** THE RECORDS follows **
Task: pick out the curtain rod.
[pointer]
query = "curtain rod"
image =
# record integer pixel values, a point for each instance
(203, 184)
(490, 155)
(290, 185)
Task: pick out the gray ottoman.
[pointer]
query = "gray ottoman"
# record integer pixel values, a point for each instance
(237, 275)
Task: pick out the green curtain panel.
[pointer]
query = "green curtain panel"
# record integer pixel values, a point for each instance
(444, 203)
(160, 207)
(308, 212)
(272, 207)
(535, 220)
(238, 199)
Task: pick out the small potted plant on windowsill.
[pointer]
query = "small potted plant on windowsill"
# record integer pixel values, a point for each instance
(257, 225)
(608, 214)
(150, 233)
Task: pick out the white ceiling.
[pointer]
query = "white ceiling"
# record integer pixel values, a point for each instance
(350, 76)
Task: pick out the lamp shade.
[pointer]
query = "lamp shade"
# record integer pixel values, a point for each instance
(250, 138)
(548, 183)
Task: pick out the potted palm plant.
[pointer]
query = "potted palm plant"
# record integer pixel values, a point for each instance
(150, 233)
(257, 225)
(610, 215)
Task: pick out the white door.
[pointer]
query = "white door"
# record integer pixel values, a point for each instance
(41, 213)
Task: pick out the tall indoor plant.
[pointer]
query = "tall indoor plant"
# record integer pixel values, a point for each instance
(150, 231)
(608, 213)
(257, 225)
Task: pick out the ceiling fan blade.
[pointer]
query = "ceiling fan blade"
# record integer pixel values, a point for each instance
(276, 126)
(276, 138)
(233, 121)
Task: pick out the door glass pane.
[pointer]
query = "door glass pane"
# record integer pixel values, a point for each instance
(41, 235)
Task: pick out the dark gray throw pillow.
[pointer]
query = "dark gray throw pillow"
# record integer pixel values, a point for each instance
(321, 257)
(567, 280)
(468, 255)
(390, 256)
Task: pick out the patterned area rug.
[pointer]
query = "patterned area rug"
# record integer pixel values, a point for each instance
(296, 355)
** End of THE RECORDS **
Pull out the lines above in which the word "throw" appears.

■ REPLY TO THE TASK ■
Task: pick out the dark gray throw pillow.
query = "dark gray throw pillow"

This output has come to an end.